## BEGIN DATA ROWS

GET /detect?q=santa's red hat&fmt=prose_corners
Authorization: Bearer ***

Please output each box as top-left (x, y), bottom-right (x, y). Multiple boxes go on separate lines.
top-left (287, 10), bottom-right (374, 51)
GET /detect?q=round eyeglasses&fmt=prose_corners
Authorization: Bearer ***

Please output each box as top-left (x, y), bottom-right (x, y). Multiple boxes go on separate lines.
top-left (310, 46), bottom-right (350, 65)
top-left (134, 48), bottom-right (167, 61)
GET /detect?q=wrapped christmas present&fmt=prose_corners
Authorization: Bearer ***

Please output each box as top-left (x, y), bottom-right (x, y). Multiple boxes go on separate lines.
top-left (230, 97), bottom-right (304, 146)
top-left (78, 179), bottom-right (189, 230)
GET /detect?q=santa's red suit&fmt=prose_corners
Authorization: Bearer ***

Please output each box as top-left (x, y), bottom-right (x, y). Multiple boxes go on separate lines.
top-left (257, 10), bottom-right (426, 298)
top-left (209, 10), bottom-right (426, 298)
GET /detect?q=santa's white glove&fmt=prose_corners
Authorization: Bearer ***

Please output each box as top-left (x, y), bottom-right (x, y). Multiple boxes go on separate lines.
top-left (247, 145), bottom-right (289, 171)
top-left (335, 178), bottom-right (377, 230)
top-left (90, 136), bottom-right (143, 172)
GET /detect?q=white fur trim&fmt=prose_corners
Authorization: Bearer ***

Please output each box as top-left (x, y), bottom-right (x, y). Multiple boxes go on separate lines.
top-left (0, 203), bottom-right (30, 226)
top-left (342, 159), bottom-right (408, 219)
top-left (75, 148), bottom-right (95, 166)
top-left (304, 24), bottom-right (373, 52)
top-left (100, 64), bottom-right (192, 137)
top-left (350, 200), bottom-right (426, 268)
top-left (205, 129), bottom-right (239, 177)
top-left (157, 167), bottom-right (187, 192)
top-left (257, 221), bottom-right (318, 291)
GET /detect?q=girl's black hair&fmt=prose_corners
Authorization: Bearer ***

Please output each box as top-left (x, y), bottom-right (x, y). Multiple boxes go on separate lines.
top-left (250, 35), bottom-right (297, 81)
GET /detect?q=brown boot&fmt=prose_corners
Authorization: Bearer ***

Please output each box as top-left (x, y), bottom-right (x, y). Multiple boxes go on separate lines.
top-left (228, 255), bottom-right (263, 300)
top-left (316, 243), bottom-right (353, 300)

## END DATA ROWS

[GIVEN REQUEST] Please recast the records starting at the line that contains "GET /detect?q=santa's white" and ending at the line that contains "top-left (335, 178), bottom-right (377, 230)" as a two-column CSV with the headers input and output. Give one row per record, with its text and its answer each in a single quoted field and line breaks replaced by spaces.

[WRITTEN RESPONSE]
input,output
"GET /detect?q=santa's white glove&fmt=prose_corners Authorization: Bearer *** Please output each box as top-left (x, y), bottom-right (x, y). Multiple boxes go on separate lines.","top-left (247, 145), bottom-right (289, 171) top-left (335, 178), bottom-right (377, 230)"